GIVEN PASSAGE:
--------------------------------
Dupe Olusola, the Managing Director/CEO of Transcorp Hotels Plc, reflects on her remarkable journey from navigating the depths of a global pandemic to achieving unprecedented success in the hospitality industry.

Appointed in March 2020, amidst the onset of the COVID-19 pandemic, Olusola found herself at the helm of a company grappling with the severe economic fallout and operational challenges inflicted by the crisis.

Faced with a drop in occupancy rates from 70% to a mere 5%, Olusola and her team were confronted with the daunting task of steering Transcorp Hotels through uncharted waters.

Undeterred by the adversity, they embarked on a journey of transformation, leveraging creativity and resilience to navigate the turbulent landscape.

Implementing innovative strategies such as introducing drive-through cinemas, setting up on-site COVID-19 testing facilities, and enhancing take-away services, Transcorp Hotels adapted to meet the evolving needs of its guests and ensure continuity amidst the crisis.

Embracing disruption as a catalyst for growth, Olusola fostered a culture of collaboration and teamwork, rallying her colleagues to overcome obstacles and embrace change.
--------------------------------
RAW DATA:

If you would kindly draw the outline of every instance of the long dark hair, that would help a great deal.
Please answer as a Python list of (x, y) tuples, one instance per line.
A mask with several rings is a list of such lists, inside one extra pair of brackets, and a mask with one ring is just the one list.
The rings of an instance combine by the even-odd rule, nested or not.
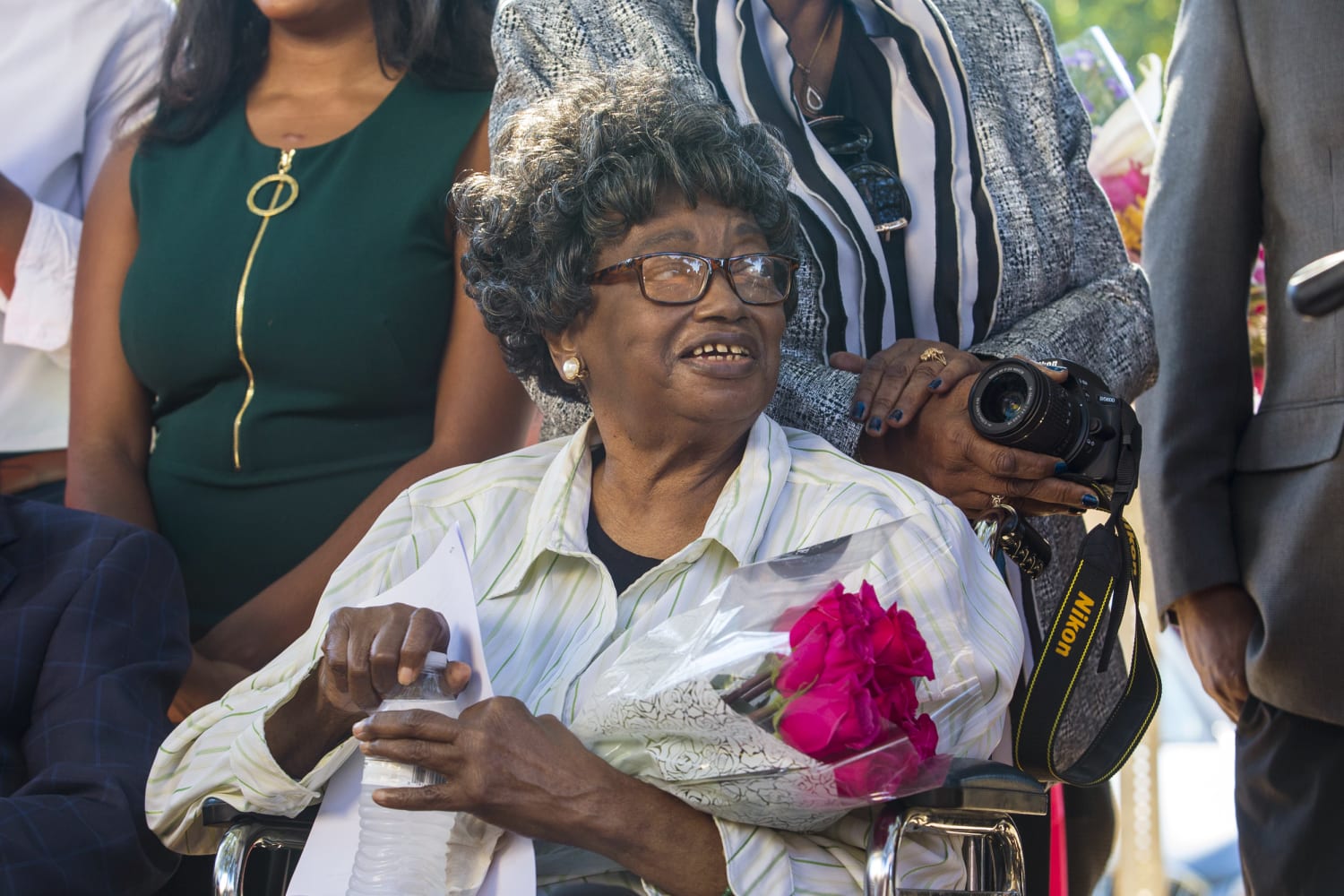
[[(489, 90), (495, 1), (368, 0), (379, 63), (449, 90)], [(251, 0), (181, 0), (142, 138), (191, 142), (208, 130), (261, 77), (269, 34)]]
--------------------------------
WHAT TO WORK ON:
1. In the passage on Transcorp Hotels, reproduce the text starting at "Faced with a" and ending at "the turbulent landscape.".
2. Condense the paragraph of the Transcorp Hotels passage that begins "Implementing innovative strategies" into a short bulleted list that keeps its main facts.
3. According to the Transcorp Hotels passage, in what month and year was Dupe Olusola appointed?

SOLUTIONS IN ORDER:
1.
Faced with a drop in occupancy rates from 70% to a mere 5%, Olusola and her team were confronted with the daunting task of steering Transcorp Hotels through uncharted waters.

Undeterred by the adversity, they embarked on a journey of transformation, leveraging creativity and resilience to navigate the turbulent landscape.

2.
- Transcorp Hotels introduced drive-through cinemas.
- It set up on-site COVID-19 testing facilities.
- It enhanced take-away services.
- These measures helped it meet guests' changing needs and keep operating during the crisis.

3. March 2020